**What to do**
Output as a JSON list of strings, one per line, the lines of the records from the one that contains "Locate every instance of the floral" through the end of the records, omitting blank lines.

**Given data**
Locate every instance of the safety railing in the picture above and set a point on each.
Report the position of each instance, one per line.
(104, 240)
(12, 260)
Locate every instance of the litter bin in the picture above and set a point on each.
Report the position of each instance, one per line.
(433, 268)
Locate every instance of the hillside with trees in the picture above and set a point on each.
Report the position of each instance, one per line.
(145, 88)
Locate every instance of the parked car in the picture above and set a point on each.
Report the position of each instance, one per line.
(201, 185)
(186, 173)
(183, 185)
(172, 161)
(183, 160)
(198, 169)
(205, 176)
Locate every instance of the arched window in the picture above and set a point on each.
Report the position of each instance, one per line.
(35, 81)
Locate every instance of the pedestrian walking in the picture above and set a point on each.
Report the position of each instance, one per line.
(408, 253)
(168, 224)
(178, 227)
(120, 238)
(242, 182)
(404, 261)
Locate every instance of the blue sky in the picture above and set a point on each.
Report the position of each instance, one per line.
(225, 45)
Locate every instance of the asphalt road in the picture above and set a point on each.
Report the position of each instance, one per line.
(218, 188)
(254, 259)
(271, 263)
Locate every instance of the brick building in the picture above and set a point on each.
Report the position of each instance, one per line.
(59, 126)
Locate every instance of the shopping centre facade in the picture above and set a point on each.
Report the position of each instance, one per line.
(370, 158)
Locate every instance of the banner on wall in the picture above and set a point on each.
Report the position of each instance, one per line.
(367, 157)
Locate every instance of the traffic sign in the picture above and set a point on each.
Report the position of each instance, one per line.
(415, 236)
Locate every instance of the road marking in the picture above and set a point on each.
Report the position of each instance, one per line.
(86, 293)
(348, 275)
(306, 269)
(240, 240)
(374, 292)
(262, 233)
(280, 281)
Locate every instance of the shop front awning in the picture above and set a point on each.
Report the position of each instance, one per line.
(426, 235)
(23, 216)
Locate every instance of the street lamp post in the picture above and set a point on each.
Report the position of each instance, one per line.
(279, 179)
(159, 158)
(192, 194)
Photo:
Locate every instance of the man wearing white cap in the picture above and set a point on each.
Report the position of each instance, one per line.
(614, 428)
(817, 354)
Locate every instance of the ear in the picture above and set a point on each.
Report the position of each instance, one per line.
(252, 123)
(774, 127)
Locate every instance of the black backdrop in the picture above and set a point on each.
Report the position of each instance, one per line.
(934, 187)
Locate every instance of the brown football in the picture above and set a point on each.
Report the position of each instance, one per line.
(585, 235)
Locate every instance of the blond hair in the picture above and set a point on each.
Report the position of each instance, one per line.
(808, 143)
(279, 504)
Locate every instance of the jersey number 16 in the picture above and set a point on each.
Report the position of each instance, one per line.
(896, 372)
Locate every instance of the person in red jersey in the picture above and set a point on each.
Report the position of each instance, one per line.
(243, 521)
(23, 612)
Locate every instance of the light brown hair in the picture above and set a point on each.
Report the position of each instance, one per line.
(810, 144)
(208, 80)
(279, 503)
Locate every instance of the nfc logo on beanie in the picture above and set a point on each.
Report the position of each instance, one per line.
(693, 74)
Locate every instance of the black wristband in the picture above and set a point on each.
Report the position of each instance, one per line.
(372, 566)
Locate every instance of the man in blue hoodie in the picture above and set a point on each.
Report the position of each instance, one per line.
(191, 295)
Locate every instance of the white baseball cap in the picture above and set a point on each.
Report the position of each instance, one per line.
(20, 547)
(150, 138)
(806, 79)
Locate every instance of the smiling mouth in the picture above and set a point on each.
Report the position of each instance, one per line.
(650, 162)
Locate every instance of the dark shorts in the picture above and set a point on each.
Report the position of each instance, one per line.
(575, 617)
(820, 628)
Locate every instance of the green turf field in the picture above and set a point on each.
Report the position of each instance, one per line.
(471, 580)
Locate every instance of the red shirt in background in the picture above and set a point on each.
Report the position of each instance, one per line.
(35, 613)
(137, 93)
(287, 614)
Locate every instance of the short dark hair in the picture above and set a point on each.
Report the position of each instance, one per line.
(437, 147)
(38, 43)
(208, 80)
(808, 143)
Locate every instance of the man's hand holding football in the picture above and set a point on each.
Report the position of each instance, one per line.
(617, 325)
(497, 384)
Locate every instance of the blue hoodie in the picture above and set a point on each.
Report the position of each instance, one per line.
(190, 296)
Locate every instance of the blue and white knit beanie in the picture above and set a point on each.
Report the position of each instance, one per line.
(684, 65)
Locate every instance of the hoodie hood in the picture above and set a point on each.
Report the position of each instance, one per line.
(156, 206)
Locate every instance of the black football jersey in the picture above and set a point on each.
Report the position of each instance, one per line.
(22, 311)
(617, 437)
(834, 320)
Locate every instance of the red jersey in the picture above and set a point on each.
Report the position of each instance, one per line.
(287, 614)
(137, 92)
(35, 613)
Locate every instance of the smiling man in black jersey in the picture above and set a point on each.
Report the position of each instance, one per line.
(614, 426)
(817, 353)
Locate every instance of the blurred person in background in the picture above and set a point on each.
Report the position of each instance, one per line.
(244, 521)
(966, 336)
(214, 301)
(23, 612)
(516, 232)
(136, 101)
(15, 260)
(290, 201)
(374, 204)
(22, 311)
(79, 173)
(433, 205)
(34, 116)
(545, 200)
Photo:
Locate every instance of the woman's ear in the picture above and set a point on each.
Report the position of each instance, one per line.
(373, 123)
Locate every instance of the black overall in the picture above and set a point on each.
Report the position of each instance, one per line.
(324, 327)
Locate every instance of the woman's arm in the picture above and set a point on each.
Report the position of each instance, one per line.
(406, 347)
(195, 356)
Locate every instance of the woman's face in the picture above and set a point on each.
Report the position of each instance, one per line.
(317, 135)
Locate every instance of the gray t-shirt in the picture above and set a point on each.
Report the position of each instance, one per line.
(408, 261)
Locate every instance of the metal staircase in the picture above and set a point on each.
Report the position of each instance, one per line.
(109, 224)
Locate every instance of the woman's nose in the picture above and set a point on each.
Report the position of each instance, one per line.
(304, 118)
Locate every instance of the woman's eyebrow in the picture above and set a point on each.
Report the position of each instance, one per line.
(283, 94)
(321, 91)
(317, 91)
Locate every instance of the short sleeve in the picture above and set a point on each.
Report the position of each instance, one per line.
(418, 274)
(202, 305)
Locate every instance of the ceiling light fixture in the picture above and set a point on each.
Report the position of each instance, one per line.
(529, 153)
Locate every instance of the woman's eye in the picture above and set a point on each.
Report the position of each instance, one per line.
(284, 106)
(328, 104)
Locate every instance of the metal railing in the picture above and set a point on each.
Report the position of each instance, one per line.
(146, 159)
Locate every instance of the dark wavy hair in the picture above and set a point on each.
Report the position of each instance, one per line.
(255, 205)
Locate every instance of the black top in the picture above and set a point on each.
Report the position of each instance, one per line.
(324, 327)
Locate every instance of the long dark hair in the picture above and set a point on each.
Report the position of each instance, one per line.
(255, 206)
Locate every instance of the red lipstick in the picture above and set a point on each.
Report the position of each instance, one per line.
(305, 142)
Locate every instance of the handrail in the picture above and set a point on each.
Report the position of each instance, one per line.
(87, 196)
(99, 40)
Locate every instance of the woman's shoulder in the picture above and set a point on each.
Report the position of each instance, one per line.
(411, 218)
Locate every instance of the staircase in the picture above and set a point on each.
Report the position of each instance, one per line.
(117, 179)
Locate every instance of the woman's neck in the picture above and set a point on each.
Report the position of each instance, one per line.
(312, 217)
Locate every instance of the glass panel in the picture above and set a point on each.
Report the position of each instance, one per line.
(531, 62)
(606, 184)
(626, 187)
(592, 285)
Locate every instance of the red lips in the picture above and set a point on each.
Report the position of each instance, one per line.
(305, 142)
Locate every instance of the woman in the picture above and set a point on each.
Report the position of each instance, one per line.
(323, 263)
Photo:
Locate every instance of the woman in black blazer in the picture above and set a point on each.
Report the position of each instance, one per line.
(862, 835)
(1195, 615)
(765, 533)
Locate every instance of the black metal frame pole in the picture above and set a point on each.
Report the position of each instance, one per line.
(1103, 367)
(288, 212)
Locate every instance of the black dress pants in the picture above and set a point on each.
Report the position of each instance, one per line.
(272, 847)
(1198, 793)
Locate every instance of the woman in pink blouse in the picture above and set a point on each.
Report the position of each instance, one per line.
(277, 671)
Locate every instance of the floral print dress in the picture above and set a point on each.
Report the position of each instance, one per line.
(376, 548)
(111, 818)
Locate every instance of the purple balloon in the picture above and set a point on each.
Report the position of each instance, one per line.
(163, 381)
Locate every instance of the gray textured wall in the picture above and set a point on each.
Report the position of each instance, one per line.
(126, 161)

**Result**
[
  "Locate every instance of the floral print dress in the picture above and set a point on each.",
  "Report the position of each instance, one per line.",
  "(376, 548)",
  "(111, 818)",
  "Locate every instance of the purple balloon in the picture above and set a point on each.",
  "Report the position of each instance, one per line.",
  "(163, 381)",
  "Locate every instance of the gray textured wall in the picture above and set a point on each.",
  "Report the position of each instance, one per line.",
  "(126, 161)"
]